Locate each line in the entries below that contains the string "white" and copy those lines out. Treat uppercase and lowercase as different when matching.

Object detection data
————

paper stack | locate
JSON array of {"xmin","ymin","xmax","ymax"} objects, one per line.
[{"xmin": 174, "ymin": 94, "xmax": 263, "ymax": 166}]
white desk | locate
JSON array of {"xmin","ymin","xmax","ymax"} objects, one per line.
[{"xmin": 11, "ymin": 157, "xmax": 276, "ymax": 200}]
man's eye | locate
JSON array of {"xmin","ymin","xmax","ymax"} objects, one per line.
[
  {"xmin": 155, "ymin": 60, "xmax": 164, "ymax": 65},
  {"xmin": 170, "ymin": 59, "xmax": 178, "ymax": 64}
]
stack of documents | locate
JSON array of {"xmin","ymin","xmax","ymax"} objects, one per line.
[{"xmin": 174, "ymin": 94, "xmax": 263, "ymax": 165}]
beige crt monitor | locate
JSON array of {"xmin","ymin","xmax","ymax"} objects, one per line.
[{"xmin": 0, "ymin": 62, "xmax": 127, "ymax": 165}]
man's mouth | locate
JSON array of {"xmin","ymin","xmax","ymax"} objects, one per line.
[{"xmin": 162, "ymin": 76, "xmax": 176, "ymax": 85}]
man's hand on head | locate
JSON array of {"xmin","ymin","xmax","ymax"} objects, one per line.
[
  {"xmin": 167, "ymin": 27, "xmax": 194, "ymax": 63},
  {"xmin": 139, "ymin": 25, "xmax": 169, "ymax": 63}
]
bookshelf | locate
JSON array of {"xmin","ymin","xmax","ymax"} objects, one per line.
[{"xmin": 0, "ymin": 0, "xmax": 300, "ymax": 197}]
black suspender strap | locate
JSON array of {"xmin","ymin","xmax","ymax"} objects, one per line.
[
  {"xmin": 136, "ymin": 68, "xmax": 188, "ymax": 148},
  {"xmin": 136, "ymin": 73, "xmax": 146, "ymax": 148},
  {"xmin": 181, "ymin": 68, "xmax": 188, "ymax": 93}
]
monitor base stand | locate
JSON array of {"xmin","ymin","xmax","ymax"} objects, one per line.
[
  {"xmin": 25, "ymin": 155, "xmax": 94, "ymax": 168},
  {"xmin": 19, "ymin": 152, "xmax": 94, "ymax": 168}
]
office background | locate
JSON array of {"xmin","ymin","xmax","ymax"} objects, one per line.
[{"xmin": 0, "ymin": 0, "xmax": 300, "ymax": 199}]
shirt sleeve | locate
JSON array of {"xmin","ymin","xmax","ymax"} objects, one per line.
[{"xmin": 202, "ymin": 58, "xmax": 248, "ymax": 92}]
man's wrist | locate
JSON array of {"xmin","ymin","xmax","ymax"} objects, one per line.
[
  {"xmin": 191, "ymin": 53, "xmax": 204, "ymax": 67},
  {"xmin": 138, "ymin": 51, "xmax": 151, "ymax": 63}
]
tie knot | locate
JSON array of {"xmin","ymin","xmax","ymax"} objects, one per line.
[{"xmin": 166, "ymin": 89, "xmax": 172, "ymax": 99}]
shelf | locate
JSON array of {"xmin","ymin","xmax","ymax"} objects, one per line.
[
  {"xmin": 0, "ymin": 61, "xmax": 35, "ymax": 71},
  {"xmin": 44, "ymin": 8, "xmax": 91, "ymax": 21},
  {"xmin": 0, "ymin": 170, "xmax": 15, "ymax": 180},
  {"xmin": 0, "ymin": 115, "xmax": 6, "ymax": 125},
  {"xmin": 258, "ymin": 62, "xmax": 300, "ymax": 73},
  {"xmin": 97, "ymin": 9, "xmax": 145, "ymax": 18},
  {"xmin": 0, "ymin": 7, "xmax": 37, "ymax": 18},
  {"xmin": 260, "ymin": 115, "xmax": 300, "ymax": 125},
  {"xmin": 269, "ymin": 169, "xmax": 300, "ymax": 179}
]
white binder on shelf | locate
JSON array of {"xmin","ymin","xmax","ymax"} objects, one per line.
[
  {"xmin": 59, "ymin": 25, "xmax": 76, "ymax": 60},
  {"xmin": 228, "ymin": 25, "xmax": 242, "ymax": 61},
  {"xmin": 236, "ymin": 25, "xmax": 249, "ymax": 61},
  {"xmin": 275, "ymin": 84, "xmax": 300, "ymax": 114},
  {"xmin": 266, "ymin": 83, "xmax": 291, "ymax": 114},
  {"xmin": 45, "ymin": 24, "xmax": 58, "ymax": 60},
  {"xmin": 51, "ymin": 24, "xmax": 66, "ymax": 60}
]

————

| Final answer |
white desk | locate
white binder on shelf | locate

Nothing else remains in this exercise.